■ Exercise materials

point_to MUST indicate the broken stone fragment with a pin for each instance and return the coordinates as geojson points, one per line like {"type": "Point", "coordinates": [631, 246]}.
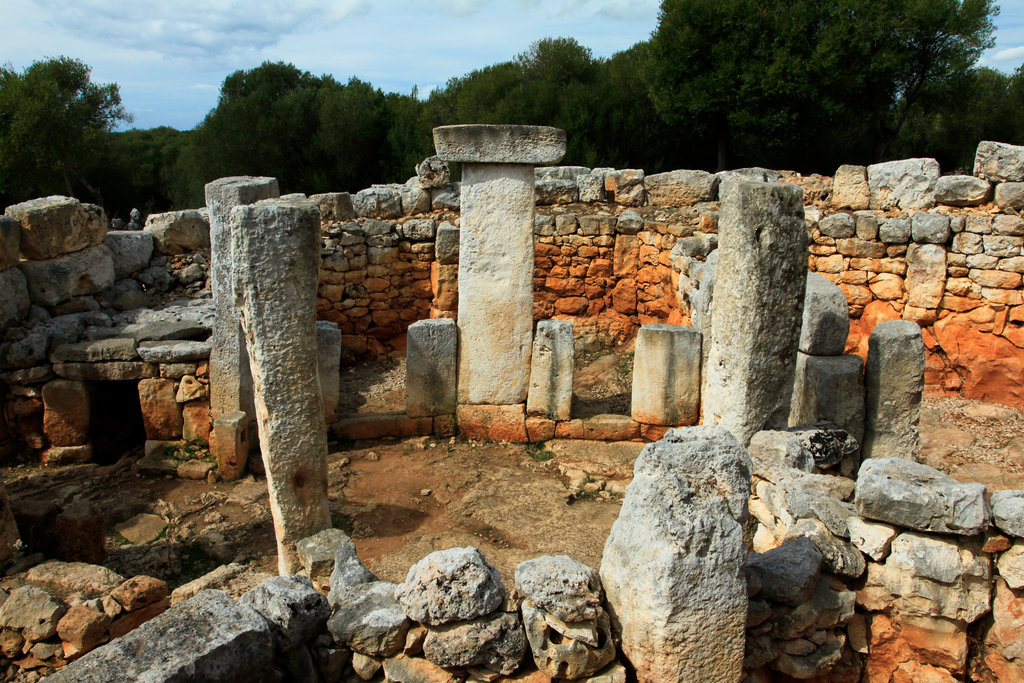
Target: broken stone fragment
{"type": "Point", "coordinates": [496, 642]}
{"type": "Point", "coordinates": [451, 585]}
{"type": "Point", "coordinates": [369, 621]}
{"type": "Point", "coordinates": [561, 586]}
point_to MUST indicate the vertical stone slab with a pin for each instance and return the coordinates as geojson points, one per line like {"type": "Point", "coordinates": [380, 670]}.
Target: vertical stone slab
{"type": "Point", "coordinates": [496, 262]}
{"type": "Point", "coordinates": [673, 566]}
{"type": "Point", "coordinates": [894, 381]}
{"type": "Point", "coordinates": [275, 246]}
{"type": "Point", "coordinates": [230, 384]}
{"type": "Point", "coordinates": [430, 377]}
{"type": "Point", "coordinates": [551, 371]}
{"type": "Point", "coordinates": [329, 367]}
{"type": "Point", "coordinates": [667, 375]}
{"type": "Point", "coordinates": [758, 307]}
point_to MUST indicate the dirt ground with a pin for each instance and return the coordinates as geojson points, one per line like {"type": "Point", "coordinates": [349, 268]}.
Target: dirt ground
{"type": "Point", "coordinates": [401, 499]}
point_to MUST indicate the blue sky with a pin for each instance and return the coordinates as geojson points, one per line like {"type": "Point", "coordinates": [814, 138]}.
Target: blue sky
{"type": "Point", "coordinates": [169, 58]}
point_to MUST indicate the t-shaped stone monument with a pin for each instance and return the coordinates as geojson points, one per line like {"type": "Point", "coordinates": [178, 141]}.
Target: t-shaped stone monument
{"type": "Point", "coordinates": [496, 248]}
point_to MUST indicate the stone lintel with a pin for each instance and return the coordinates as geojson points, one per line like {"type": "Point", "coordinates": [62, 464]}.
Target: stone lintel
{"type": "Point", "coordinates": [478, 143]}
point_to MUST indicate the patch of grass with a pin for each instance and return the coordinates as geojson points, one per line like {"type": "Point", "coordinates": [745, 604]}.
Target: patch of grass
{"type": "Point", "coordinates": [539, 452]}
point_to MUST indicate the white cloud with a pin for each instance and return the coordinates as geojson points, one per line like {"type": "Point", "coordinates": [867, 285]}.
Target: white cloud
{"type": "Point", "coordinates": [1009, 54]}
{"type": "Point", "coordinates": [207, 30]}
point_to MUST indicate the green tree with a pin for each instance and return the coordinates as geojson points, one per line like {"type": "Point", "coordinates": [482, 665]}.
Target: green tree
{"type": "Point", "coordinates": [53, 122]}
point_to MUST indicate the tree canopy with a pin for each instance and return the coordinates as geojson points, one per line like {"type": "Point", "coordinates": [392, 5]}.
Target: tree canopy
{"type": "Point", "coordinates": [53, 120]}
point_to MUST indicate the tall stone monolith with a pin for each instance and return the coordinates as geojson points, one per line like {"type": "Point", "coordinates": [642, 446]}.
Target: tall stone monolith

■ Written request
Copy out all of the records above line for line, leaving out the pictures.

■ Exercise result
point_to MUST indicate the broken stone fragment with a pin for each instance and return the coordinates as geojson points, one per line like {"type": "Point", "coordinates": [631, 246]}.
Target: broken stone fragment
{"type": "Point", "coordinates": [496, 642]}
{"type": "Point", "coordinates": [451, 585]}
{"type": "Point", "coordinates": [369, 621]}
{"type": "Point", "coordinates": [561, 586]}
point_to MUST indicate the vertical stone slab with a pin for each instance and return the coordinates as geojson points, one per line like {"type": "Point", "coordinates": [380, 670]}.
Target: vertical stone slab
{"type": "Point", "coordinates": [496, 262]}
{"type": "Point", "coordinates": [673, 566]}
{"type": "Point", "coordinates": [894, 381]}
{"type": "Point", "coordinates": [275, 246]}
{"type": "Point", "coordinates": [230, 384]}
{"type": "Point", "coordinates": [430, 377]}
{"type": "Point", "coordinates": [551, 371]}
{"type": "Point", "coordinates": [329, 367]}
{"type": "Point", "coordinates": [667, 375]}
{"type": "Point", "coordinates": [758, 307]}
point_to MUST indicate the dirt ground with a pin for each instance and return the coordinates as geojson points, one per line like {"type": "Point", "coordinates": [349, 268]}.
Target: dirt ground
{"type": "Point", "coordinates": [401, 499]}
point_to MUST indicate the blue sky with a pin for each instance and return the coordinates as geojson points, one per line like {"type": "Point", "coordinates": [814, 138]}.
Target: blue sky
{"type": "Point", "coordinates": [169, 58]}
point_to MUST indicate the t-shaped stone monument with a pin for each instance and return the coordinates as geojson points, one per line like {"type": "Point", "coordinates": [178, 141]}.
Target: t-shaped stone monument
{"type": "Point", "coordinates": [496, 248]}
point_to MUST indicate the stone lintel with a pin for each instance and return the coordinates as geojson points, one per line like {"type": "Point", "coordinates": [62, 464]}.
Target: stone lintel
{"type": "Point", "coordinates": [478, 143]}
point_to MUST indicate the patch of grass with a pin for each instance and return the coordinates as geojson points, one per line like {"type": "Point", "coordinates": [745, 604]}.
Target: patch of grass
{"type": "Point", "coordinates": [539, 452]}
point_to MUST indicate the white cloud with a pin for each instance and return the coordinates as geojson points, one per line like {"type": "Point", "coordinates": [867, 285]}.
Target: white cloud
{"type": "Point", "coordinates": [1009, 54]}
{"type": "Point", "coordinates": [207, 30]}
point_to MUST indicate the green tree with a pin for each instance and return the coordinates as geojson points, one per line like {"type": "Point", "coordinates": [482, 665]}.
Target: green tree
{"type": "Point", "coordinates": [53, 122]}
point_to MUST indicate the tree canopy with a pin for each instance and return the coordinates as geojson points, one per line like {"type": "Point", "coordinates": [392, 5]}.
Target: tree canopy
{"type": "Point", "coordinates": [53, 120]}
point_to MUST indicate the tall stone monolith with a pin for each instance and return the coordinates as geojson points, one per line like {"type": "Point", "coordinates": [642, 446]}.
Target: tall stone monolith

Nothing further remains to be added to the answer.